* Problem description
Reproduce every line from the start of the entries up to and including the line containing "[[308, 252]]", including the lines that precede each answer. Increase every coordinate in the answers by 66, and leave all numbers in the other lines unchanged.
☆ ☆ ☆ ☆ ☆ ☆ ☆
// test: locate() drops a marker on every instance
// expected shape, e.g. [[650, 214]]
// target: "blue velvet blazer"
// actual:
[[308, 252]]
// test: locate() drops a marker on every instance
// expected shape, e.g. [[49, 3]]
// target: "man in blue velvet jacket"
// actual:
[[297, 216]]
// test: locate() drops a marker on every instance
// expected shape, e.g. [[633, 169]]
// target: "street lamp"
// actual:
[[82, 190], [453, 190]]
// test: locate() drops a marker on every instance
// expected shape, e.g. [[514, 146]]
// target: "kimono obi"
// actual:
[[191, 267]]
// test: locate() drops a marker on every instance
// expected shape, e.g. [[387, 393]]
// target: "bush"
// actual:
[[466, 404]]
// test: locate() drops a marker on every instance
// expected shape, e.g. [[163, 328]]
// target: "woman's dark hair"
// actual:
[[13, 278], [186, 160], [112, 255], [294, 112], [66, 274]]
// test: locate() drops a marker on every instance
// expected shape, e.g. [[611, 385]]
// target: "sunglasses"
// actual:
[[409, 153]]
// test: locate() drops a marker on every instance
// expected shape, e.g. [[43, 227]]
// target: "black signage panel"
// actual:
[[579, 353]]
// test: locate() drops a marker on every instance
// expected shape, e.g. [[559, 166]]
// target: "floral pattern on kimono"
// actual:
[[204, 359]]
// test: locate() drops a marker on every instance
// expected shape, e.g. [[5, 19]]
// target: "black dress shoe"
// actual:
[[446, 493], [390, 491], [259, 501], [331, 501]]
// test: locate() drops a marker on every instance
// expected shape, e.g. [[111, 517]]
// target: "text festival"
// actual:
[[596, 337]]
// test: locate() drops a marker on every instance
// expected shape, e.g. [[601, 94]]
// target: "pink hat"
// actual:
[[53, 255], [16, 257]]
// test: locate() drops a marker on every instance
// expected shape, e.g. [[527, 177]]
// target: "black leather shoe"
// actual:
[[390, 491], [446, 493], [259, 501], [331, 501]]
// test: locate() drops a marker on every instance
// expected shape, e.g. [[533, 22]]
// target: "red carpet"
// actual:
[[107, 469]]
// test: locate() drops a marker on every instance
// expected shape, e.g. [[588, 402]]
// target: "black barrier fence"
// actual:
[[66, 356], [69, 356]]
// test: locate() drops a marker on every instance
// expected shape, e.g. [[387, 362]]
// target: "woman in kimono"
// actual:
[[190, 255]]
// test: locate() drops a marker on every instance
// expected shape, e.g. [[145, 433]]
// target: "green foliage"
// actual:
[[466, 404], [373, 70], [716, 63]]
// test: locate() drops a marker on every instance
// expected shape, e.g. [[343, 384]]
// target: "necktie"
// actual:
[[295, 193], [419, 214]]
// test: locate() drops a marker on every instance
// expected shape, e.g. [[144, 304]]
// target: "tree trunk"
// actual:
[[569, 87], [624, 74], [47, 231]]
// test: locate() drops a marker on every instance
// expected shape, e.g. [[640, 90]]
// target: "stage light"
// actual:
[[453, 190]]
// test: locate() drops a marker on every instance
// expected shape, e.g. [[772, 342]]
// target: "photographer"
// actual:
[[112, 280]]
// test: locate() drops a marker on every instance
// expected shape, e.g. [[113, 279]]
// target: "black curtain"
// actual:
☆ ☆ ☆ ☆ ☆ ☆ ☆
* Solution to the problem
// test: locate() drops a marker on every instance
// expected shape, e.g. [[650, 214]]
// target: "blue velvet blazer"
// actual:
[[374, 318]]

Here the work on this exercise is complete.